What you should do: Rewrite the listing as a Markdown table with the columns Row and Text, starting at the very beginning and going on through the line that contains "42;393;567;626", with both ends included. Number each row, skip blank lines, and leave the pictures out.
===== Input
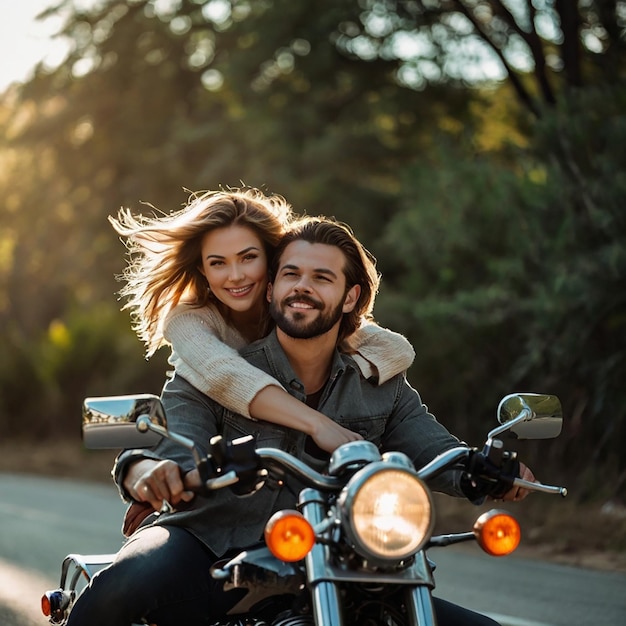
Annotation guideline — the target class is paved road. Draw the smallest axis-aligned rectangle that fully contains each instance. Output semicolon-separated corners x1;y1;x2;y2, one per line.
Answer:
0;474;626;626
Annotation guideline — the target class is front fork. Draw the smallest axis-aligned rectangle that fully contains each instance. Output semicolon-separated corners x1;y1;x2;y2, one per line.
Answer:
299;488;437;626
299;488;344;626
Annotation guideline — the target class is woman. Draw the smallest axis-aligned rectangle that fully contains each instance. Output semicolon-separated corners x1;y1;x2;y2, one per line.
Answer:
109;189;414;452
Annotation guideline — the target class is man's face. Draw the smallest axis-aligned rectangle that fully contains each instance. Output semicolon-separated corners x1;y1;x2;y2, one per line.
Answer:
268;240;361;339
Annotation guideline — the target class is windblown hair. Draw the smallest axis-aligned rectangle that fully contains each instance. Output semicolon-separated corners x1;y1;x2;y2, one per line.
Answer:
109;188;292;357
270;216;380;342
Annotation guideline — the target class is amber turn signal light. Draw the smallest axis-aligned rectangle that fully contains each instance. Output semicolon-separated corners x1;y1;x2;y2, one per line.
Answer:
265;510;315;562
474;510;522;556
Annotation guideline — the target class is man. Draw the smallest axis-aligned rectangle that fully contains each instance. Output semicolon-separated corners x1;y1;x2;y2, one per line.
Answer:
68;218;533;626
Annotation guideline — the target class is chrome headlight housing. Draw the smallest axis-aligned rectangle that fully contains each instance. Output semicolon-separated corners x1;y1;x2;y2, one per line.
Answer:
337;462;434;566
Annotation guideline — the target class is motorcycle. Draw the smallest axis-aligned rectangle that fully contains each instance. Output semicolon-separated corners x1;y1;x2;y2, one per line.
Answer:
42;393;567;626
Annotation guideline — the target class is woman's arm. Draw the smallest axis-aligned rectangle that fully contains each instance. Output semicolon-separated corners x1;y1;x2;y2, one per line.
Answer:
341;321;415;385
163;305;362;452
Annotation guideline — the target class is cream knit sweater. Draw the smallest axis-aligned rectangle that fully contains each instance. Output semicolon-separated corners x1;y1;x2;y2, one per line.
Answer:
163;304;415;417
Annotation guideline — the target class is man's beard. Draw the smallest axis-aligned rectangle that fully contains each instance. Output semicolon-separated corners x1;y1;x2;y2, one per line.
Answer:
270;297;343;339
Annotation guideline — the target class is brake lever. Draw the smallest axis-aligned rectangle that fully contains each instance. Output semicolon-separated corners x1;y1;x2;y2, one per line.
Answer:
513;478;567;498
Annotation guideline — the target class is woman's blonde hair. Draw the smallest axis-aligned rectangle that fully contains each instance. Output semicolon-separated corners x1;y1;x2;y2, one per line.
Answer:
109;188;292;357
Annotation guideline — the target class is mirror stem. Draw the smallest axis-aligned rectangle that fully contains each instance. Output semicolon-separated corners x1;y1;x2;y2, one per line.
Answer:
488;405;533;439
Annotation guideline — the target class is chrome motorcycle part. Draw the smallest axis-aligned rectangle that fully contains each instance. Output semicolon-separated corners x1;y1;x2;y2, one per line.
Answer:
82;393;167;449
489;393;563;439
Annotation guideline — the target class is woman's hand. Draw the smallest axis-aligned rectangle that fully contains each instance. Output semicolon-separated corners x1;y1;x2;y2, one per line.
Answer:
311;413;363;452
124;459;195;511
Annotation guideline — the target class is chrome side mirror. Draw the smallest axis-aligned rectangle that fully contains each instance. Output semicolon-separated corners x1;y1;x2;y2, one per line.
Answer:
82;394;167;449
489;393;563;439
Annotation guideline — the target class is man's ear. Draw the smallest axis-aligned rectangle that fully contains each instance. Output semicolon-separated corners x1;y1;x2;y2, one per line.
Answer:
342;285;361;313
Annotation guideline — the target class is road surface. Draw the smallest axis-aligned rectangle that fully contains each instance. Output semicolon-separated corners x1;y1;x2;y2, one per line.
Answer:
0;473;626;626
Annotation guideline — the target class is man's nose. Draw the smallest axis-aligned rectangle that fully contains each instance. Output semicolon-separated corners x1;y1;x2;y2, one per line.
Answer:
228;263;244;282
293;276;311;291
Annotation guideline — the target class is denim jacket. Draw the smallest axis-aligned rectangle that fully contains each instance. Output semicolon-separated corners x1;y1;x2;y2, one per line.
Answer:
114;332;463;556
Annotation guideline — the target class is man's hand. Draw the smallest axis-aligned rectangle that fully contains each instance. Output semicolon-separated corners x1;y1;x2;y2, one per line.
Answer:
124;459;200;511
311;413;363;452
502;463;536;502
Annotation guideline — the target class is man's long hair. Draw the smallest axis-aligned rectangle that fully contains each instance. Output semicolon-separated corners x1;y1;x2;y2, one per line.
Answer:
270;217;380;342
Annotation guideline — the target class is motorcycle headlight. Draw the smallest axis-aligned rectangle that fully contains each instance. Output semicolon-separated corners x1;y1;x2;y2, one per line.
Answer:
338;464;434;564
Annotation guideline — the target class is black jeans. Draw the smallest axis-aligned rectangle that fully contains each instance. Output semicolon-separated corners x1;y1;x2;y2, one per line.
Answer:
67;526;498;626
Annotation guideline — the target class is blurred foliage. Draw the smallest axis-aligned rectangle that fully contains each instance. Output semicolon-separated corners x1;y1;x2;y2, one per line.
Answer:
0;0;626;498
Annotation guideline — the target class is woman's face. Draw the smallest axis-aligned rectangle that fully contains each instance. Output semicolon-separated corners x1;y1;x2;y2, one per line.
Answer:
201;225;268;313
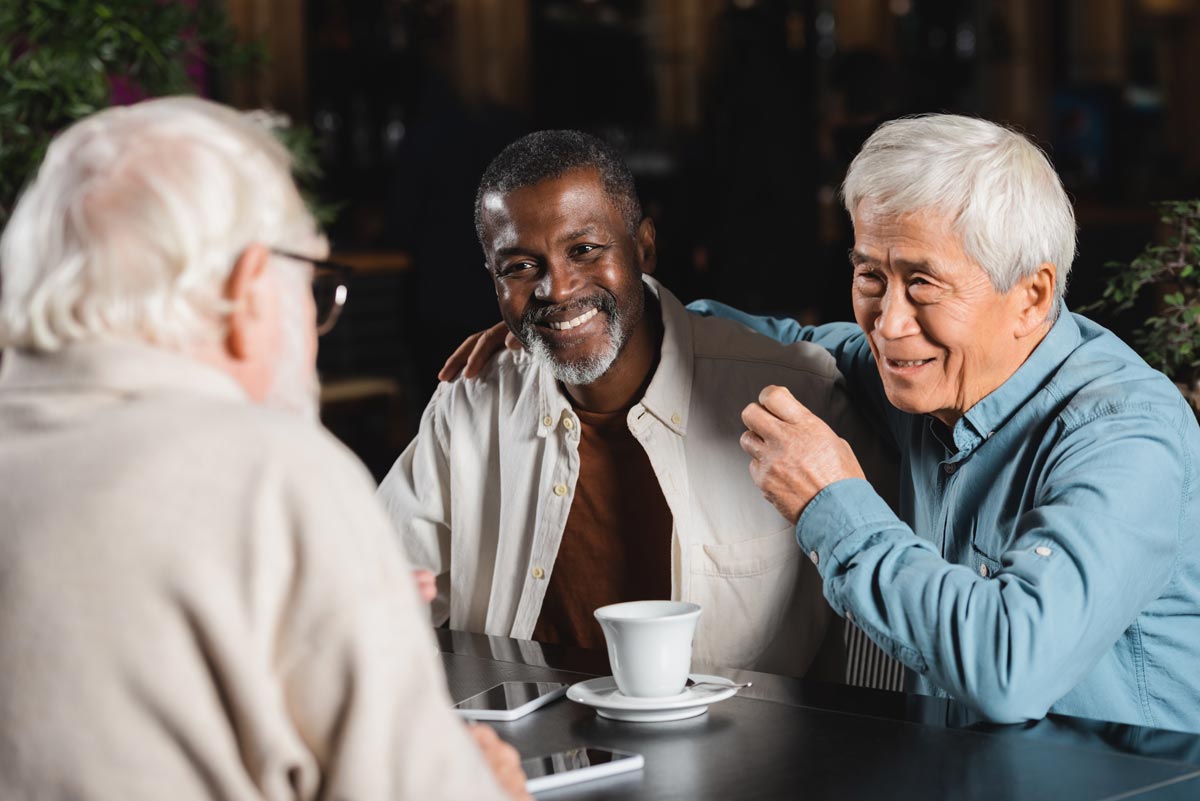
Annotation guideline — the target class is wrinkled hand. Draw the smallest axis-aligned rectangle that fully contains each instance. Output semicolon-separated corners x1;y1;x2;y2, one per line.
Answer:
467;723;533;801
742;386;865;525
413;570;438;603
438;323;522;381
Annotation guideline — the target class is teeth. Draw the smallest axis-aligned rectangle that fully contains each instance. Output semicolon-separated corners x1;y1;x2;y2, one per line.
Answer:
546;308;600;331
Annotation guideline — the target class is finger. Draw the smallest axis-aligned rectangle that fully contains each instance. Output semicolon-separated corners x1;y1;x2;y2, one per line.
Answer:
438;331;484;381
738;432;767;462
463;323;509;378
413;570;438;603
758;385;810;423
467;723;500;748
742;403;781;439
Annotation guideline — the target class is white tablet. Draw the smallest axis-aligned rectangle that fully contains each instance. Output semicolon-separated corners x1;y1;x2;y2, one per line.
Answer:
521;746;646;793
454;681;566;721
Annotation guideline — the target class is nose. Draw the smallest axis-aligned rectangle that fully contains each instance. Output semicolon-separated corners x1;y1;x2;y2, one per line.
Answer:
875;282;920;339
534;259;580;306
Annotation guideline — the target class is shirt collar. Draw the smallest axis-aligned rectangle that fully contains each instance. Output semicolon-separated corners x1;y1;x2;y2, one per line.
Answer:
0;339;248;401
954;302;1081;454
536;276;694;436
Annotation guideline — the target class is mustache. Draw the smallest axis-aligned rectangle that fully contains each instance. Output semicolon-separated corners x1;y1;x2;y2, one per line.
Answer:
521;293;617;331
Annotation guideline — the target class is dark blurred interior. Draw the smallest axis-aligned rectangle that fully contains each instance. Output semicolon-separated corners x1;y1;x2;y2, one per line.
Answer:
229;0;1200;474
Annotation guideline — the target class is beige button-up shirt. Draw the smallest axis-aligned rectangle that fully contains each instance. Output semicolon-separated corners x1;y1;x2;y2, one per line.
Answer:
379;278;883;677
0;343;502;801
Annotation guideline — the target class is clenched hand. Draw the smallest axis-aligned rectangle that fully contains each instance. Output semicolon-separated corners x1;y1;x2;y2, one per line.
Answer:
742;386;865;525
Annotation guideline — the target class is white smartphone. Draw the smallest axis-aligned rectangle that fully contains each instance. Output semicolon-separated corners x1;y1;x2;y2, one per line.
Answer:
521;746;646;793
454;681;566;721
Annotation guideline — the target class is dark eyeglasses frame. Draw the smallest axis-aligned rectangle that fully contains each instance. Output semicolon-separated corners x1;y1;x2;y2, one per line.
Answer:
271;247;354;337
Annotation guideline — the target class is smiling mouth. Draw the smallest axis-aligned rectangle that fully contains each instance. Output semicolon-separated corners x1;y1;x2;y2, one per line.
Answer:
542;307;600;331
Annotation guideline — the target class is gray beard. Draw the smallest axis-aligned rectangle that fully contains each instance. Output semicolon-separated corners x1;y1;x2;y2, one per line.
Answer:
522;304;628;386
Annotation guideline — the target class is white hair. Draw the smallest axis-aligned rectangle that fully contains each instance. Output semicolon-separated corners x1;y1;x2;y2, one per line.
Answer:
0;97;317;351
841;114;1075;318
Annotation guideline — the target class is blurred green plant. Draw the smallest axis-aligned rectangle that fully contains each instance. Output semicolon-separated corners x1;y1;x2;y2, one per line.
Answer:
0;0;332;230
1081;200;1200;392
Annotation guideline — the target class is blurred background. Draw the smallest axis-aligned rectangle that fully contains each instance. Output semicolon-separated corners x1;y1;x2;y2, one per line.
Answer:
5;0;1200;475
==========
Output for this exercise:
| Row | Text |
|---|---|
| 1 | Annotation guideline — the target class is paved road. Draw the smallest axis-aligned rectangle that fully contains each instance. Output semicolon-separated corners x1;y1;x2;y2, one per line. |
| 2 | Answer: |
| 3 | 0;474;626;626 |
| 4 | Annotation guideline — the target class is front fork. Draw the smallest axis-aligned rectangle that fully contains each instance. Output semicolon-separated corners x1;y1;x2;y2, one per line. |
| 5 | Answer: |
| 6 | 299;488;437;626 |
| 7 | 299;488;344;626 |
| 8 | Annotation guideline — the target class is woman. Draw the smallest axis-aligned rectangle that fully contains each instance. Output semicolon-separated corners x1;y1;x2;y2, one per line. |
| 9 | Answer: |
| 10 | 109;189;414;452 |
| 11 | Annotation guideline — the target class is man's face. Draw the smallest axis-aligned rectangle that fully contains each instance. Output semicolon-separated corners x1;y1;x2;y2, one per line. |
| 12 | Answer: |
| 13 | 268;240;361;339 |
| 14 | Annotation guideline — the target class is windblown hair. Draw the smallest axis-aligned rectangle that fully contains each instance. Output semicolon-separated corners x1;y1;x2;y2, one per line. |
| 15 | Answer: |
| 16 | 109;188;292;357 |
| 17 | 270;216;380;342 |
| 18 | Annotation guideline — the target class is amber turn signal light. Draw the smallest axis-aligned rectangle that fully contains each instance. Output semicolon-separated corners x1;y1;x2;y2, one per line. |
| 19 | Answer: |
| 20 | 265;510;315;562 |
| 21 | 474;510;522;556 |
| 22 | Annotation guideline — the target class is man. Draw the smallest axis-aligned rectangle that fully contains each instance. Output semicolon-separated corners x1;y1;x2;y2, one per line. |
| 23 | Answer: |
| 24 | 68;218;533;626 |
| 25 | Annotation guideline — the target class is chrome headlight housing. Draw the smallest axis-aligned rectangle that fully contains each instance. Output semicolon-separated corners x1;y1;x2;y2, one per line. |
| 26 | Answer: |
| 27 | 337;462;434;566 |
| 28 | Annotation guideline — the target class is motorcycle. Draw the smallest axis-aligned rectangle that fully contains each instance. Output semicolon-separated corners x1;y1;x2;y2, one per line. |
| 29 | Answer: |
| 30 | 42;393;567;626 |